*Data to process*:
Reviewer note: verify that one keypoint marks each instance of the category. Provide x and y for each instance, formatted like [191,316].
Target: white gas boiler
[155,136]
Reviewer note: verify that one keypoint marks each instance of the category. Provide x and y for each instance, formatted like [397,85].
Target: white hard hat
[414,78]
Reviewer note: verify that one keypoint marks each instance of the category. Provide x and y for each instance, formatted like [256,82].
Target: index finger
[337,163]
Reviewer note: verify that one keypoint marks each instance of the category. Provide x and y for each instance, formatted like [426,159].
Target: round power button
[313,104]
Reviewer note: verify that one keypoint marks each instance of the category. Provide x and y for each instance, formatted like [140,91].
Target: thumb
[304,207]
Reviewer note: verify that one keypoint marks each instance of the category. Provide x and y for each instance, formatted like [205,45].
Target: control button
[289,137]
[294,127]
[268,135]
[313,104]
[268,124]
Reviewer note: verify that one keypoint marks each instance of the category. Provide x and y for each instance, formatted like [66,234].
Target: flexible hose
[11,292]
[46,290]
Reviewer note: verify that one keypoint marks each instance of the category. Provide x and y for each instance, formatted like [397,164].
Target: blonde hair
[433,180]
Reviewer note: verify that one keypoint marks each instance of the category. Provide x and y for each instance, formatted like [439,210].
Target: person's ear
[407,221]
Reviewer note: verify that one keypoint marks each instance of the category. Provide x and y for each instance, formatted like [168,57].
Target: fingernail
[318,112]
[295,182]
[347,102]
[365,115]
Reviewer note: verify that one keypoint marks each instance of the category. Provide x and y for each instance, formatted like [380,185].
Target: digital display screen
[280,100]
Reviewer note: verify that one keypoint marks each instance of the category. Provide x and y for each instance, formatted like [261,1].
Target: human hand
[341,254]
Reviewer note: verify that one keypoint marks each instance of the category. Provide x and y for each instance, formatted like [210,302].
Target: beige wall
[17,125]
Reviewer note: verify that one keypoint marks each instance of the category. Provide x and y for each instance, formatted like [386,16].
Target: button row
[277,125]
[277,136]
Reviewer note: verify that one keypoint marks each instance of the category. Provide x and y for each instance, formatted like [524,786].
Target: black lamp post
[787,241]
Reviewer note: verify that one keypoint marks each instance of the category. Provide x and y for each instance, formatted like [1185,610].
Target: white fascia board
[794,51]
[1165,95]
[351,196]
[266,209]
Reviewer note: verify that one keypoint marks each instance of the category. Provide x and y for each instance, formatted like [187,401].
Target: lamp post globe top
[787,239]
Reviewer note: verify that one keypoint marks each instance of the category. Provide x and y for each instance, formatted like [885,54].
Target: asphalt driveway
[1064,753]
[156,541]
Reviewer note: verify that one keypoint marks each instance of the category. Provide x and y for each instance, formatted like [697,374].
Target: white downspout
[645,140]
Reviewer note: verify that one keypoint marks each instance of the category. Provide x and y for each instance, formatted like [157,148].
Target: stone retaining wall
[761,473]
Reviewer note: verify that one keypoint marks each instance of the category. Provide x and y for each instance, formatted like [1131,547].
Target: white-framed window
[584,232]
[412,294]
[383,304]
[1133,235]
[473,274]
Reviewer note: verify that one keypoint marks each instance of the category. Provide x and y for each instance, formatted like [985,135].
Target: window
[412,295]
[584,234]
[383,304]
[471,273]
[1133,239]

*Task statement*:
Reproduce the entries above exactly, but only the lines between the line holding "Target: white fascia board" and the line holding "formatted like [157,148].", inclusive.

*Finished exercise*:
Target: white fascia board
[794,51]
[1165,95]
[351,196]
[266,209]
Reviewer note: verify that one keypoint marks each instance of the category. Provide x and y for each instance, formatted like [187,401].
Target: lamp post globe top
[787,239]
Reviewer note: verify that one keypoint marks each instance of the category. Provide x and y for each instance, formatted like [885,54].
Target: asphalt driveway
[1064,753]
[156,541]
Reviewer note: verify that one keypoint marks each instance of the category. Provide x and y for each instance, formatted like [697,374].
Target: white downspout
[645,140]
Reviewer note: verify that one keypoint marks each instance of the category. Provide x and y for each instance, formatted like [157,148].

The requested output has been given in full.